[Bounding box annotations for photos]
----

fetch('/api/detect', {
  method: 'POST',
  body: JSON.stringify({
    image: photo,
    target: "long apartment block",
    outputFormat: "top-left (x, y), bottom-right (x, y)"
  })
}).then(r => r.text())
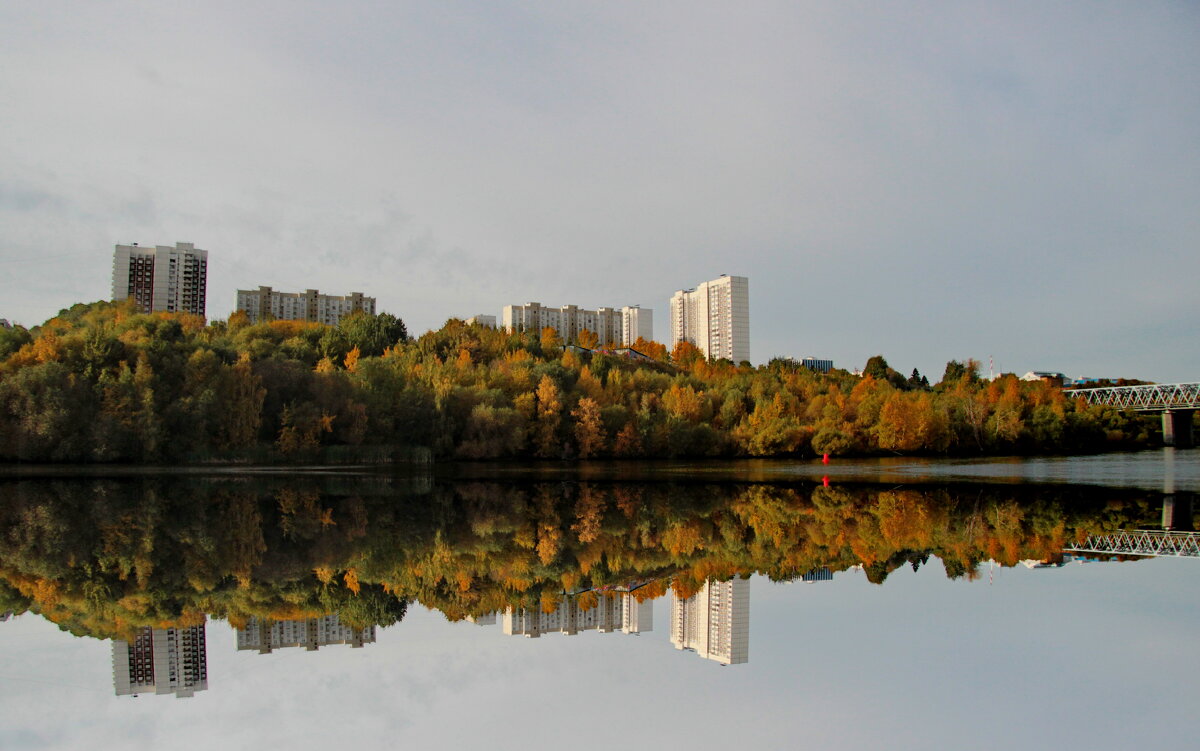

----

## WORK TO COMPLETE
Replace "apartment" with "office" throughout the listing and reproduce it with all other text unchanged. Omit the pictures from your answer.

## FULL SOLUTION
fetch('/api/detect', {
  method: 'POST',
  body: JSON.stringify({
    image: photo,
    target: "long office block",
    outputFormat: "top-left (x, y), bottom-right (x, y)"
  })
}).then(r => r.text())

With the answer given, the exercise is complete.